# AGA International Aquascaping Contest 2006 - Results



## Faruk Gençöz (Nov 4, 2005)

The announcement of the 7th International Aquascaping Contest by AGA has been released: http://showcase.aquatic-gardeners.org/2006.cgi

Have your tanks ready, the deadline for entry is September 15th. Last year there were 122 tanks from 26 countries.

Good luck to both contestants and the organizers.


----------



## Faruk Gençöz (Nov 4, 2005)

Today we are expecting AGA to reveal the results. :mod:


----------



## Anti-Pjerrot (Mar 12, 2006)

I been clicking into the page all day long to see the new photos and see the winners - im like a little kid looking at the paper of a wery large present expecting it to come off any second.

Come ooooon i cant wait any longer ! :frusty:


----------



## commandantp (Jan 16, 2005)

results are at 8'00pm local ....


----------



## Faruk Gençöz (Nov 4, 2005)

AGA's 2006 convention is still going on in San Fransisco today and the winners' announcement was scheduled to 8:00pm. I think the results will be revelaed at 8 or later in the website.
:clock:


----------



## Moody (Sep 14, 2006)

I cant wait to see how ive done, ive got to wait until tomorrow morning, im in the UK so im a head of you lot.


----------



## Anti-Pjerrot (Mar 12, 2006)

well - im in denmark so im one hour ahead of you 

And good luck Moody.


----------



## kirua 666 (Nov 8, 2006)

I want to see the results !


----------



## Kookaburra (May 11, 2006)

kirua 666 said:


> I want to see the results !


Me too :faint2:


----------



## vafd (Apr 20, 2005)

The most sad part is the following statement:

_Winners will be announced simultaneously on this website and at the AGA's 2006 Convention November 11th._

Common, USA, San Francisco, Sheraton hotel, 21-st century, wi-fi, laptops and smart phones... At least update the statement to look better.

Regards.

Vladimir.


----------



## jassar (Jul 30, 2006)

mmmmmmmm can't wait to see the results!


----------



## Faruk Gençöz (Nov 4, 2005)

Human factor is above all the technological advances and don't forget that AGA people are doing this as a hobby, just like us.

***

> _WORK INSTRUCTIONS_
[1] According to the AGA contest thread, how many tanks were entered in the previous year's contest, and from how many countries?
[2] In the AGA contest thread, condense the paragraph beginning "AGA's 2006 convention is still going on" into one short sentence that keeps its main facts.
[3] Continue the AGA contest thread past its last post.

***

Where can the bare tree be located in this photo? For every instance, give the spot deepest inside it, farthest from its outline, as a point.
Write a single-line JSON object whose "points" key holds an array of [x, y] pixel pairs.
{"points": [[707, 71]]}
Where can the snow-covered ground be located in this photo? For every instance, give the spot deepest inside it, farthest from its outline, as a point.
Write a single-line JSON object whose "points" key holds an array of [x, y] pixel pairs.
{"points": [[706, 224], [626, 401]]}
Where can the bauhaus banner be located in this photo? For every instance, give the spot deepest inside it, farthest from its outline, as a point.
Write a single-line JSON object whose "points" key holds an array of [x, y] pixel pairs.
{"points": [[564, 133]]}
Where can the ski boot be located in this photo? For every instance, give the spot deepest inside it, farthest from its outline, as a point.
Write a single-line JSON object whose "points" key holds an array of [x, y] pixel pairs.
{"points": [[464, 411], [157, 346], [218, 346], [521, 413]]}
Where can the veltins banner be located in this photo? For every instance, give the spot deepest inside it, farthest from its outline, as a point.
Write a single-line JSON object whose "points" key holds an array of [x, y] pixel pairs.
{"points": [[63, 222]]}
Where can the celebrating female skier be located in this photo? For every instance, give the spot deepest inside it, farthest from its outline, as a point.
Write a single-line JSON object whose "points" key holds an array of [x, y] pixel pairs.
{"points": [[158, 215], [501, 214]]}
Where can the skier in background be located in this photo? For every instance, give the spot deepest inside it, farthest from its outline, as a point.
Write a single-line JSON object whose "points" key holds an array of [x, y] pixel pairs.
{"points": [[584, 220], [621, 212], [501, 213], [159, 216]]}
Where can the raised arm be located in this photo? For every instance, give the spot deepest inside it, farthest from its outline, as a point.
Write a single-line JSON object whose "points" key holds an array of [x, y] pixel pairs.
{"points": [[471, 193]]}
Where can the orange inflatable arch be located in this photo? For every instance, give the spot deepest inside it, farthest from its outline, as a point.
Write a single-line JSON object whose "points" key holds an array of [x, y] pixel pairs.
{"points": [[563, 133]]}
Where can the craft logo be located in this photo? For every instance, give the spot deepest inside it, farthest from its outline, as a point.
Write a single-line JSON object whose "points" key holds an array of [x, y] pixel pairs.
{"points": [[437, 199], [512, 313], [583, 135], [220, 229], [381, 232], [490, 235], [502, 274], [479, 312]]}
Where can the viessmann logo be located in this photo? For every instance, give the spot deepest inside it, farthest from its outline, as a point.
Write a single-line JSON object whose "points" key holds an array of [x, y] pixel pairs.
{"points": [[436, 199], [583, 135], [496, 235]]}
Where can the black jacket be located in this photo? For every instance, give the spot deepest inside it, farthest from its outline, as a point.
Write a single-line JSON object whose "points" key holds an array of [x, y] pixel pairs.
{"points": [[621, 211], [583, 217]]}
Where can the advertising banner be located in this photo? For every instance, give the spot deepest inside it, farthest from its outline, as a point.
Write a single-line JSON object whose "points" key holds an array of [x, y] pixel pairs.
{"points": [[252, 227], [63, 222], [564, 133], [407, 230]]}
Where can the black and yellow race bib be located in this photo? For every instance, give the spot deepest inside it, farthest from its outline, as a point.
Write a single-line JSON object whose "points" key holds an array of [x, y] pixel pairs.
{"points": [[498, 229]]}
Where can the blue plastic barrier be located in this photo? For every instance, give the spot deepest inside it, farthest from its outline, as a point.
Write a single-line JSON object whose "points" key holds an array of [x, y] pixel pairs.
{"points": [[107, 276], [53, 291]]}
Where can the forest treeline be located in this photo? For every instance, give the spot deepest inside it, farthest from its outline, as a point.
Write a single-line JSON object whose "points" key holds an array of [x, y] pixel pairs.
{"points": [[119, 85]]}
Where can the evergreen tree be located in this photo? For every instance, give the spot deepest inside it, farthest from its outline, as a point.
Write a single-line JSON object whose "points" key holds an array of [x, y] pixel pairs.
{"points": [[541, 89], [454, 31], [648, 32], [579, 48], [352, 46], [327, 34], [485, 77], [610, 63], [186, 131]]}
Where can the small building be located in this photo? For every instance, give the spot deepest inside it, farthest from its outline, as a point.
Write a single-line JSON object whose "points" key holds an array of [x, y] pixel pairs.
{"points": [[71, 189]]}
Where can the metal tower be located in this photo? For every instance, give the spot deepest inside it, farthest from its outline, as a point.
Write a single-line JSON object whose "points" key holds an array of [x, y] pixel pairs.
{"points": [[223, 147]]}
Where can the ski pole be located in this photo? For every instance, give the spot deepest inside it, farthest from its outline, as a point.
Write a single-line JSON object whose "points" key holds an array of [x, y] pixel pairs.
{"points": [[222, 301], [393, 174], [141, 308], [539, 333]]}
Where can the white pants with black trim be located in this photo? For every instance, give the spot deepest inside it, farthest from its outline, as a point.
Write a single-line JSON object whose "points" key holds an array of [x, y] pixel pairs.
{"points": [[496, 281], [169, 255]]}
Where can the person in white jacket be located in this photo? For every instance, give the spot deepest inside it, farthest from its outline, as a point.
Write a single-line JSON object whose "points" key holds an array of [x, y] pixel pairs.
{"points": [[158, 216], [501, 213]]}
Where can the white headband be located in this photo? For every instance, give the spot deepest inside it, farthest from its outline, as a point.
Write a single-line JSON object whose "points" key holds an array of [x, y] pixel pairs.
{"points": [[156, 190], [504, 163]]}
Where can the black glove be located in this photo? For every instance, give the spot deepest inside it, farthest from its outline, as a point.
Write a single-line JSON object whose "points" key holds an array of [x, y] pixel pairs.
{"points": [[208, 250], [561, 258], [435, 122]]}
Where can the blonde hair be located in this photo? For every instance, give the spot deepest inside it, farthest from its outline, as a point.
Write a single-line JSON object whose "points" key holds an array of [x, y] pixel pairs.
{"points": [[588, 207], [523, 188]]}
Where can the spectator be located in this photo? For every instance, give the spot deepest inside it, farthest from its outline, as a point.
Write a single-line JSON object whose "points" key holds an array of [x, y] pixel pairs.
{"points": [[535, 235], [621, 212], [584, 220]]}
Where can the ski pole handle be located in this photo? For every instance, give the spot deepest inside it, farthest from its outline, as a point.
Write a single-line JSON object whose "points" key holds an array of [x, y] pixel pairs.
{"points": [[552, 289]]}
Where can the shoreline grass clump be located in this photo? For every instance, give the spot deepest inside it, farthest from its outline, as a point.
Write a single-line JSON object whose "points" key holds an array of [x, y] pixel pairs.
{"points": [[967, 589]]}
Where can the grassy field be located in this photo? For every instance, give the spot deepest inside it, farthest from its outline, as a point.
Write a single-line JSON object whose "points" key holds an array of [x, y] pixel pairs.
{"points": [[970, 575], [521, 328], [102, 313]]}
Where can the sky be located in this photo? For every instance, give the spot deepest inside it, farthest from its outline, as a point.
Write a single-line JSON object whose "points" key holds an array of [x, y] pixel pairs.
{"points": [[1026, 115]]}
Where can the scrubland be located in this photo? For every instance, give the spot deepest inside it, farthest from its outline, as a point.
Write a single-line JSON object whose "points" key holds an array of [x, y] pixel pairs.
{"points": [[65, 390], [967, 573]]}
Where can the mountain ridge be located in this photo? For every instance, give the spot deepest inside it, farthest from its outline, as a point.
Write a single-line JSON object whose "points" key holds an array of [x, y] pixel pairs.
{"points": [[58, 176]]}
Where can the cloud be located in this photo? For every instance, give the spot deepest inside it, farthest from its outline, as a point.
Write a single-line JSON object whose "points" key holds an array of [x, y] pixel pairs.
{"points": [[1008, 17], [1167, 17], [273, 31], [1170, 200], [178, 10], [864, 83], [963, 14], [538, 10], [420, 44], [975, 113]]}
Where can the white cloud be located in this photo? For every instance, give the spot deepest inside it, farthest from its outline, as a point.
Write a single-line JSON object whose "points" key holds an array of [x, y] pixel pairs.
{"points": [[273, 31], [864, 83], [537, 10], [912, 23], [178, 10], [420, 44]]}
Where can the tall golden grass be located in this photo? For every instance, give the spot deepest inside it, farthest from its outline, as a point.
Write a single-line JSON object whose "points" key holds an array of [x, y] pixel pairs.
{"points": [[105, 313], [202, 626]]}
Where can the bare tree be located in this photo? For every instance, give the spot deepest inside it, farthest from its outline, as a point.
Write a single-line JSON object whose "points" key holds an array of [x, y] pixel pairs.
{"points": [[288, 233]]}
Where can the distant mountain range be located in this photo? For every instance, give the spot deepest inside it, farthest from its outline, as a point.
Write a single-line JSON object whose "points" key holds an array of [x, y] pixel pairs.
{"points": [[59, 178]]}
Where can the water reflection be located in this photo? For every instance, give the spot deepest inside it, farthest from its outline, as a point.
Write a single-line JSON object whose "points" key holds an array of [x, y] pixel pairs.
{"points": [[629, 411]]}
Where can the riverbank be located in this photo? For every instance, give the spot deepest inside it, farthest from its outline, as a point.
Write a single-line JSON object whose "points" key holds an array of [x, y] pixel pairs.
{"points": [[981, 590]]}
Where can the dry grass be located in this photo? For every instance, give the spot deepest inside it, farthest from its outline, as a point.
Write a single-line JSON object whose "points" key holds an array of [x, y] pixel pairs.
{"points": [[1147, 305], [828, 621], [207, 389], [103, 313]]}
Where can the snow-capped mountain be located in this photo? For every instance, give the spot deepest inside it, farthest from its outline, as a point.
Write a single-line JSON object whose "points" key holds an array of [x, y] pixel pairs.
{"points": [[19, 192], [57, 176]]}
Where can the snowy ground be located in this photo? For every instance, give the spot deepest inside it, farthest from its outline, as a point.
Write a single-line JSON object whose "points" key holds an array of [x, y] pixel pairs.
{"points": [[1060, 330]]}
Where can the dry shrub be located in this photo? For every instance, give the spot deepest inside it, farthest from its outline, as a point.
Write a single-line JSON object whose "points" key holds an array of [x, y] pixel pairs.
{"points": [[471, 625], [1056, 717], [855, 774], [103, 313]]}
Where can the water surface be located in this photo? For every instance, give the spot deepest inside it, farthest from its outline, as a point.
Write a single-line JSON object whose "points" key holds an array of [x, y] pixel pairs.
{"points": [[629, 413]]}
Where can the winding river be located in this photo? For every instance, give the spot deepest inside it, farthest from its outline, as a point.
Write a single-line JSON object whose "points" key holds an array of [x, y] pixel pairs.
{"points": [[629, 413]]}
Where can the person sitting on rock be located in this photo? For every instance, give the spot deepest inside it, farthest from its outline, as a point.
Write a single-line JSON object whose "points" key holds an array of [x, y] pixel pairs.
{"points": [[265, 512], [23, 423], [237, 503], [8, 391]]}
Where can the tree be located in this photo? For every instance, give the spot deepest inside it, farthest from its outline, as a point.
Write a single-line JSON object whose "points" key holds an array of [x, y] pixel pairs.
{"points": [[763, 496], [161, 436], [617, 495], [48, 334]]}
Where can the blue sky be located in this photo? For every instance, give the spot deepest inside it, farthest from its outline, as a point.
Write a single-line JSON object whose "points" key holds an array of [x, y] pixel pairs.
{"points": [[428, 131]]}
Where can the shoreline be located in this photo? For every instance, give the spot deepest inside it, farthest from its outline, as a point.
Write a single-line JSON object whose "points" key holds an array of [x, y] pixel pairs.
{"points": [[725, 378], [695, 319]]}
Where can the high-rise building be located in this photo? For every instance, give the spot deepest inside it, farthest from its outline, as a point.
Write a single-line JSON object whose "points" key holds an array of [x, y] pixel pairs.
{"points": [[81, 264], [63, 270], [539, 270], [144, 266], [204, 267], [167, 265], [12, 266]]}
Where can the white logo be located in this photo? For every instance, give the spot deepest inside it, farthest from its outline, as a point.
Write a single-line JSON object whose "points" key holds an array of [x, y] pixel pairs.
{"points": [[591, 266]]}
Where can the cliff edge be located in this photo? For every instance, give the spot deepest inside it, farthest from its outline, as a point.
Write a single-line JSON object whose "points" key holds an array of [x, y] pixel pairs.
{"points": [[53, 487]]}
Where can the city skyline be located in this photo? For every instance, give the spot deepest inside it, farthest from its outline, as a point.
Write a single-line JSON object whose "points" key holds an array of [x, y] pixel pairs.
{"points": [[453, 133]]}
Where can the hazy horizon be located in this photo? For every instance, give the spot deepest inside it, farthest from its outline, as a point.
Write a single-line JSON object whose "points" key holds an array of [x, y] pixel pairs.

***

> _EXPECTED RESULTS_
[1] There were 122 tanks from 26 countries.

[2] With AGA's 2006 convention still underway in San Francisco and the winners' announcement set for 8:00pm, the results should reach the website at 8 or later.

[3]
----------



## vafd (Apr 20, 2005)

Faruk,

I definitely can wait. But it is not like they conduct the competition for the first time. Hobby or not you want to deliver whatever you claim to.

And I do deeply respect their effort and am grateful for it.

Regards.

Vladimir.


----------



## Alex Ribeiro (Nov 25, 2004)

What's AGA Covention GMT? Pls.


----------



## vafd (Apr 20, 2005)

Alex Ribeiro said:


> What's AGA Covention GMT? Pls.


Standard Time -0800 UTC

Regards.

Vladimir.


----------



## Gomer (Feb 2, 2004)

I jsut got home from a ~7hr drive ...absolutely exhausted. Good times...good time. Already excited about the next one


----------



## Faruk Gençöz (Nov 4, 2005)

Welcome Tony. How was the Iron Aquascaper Contest?


----------



## gnatster (Mar 6, 2004)

I believe I heard there were some technical difficulties in posting the results online from the site. The staff of the AGA was also quite busy in running the convention and subsequent auction. it may take until the webmaster gets back home for the results to be posted.


----------



## sarahbobarah (Sep 5, 2005)

I find it ironic that the AGAcon was held in Silicon Valley this year, and the results are stymied by technical difficulties.... LOL... Tony, it was very nice meeting you. Thanks for the towels.


----------



## gnatster (Mar 6, 2004)

sarahbobarah said:


> I find it ironic that the AGAcon was held in Silicon Valley this year, and the results are stymied by technical difficulties.... LOL...


You were at that hotel, look at how stymied other things things were due to mediocrity of the location.


----------



## Faruk Gençöz (Nov 4, 2005)

The server is quite fast at the moment. Be quick!



Erik Olson in AGA Forum said:


> It's late... mere hours ago we closed down the auction, and I *just* got around to flipping the switch on the contest results so that they may be viewed. Enjoy! Now I'm going to sleep.
> - Erik
> http://showcase.aquatic-gardeners.org


----------



## Steven_Chong (Mar 17, 2005)

I'm sad-- I feel like I'm the only one who likes "Walking Aoyama" more than "Summer Dance" . . . Aoyama's probably my fav in the small categroy.


----------



## xcooperx (Jun 24, 2006)

all the tanks are beautiful, specially the "Summer Dance", okay i think i need a rescape, lol  I see a lots of Idea again


----------



## Moody (Sep 14, 2006)

No rosets for me, ( number 68 small catergory ) oh well its just nice to see it up there.
Some loverly scapes though.


----------



## vafd (Apr 20, 2005)

Congratulations to all winners!

There are lots of really nice aquascapes in this year contest.

One question to organizers.
Will judge's comments become available for all tanks as it used to be in previous years?

Regards.

Vladimir.


----------



## gf225 (Mar 26, 2005)

Congrats FAAO and GoHan (Justin Law)!


----------



## Steven_Chong (Mar 17, 2005)

Yeah, this year's AGA was pretty sweet . . . I think small tank section was incredible especially.


----------



## GoHan (Aug 14, 2004)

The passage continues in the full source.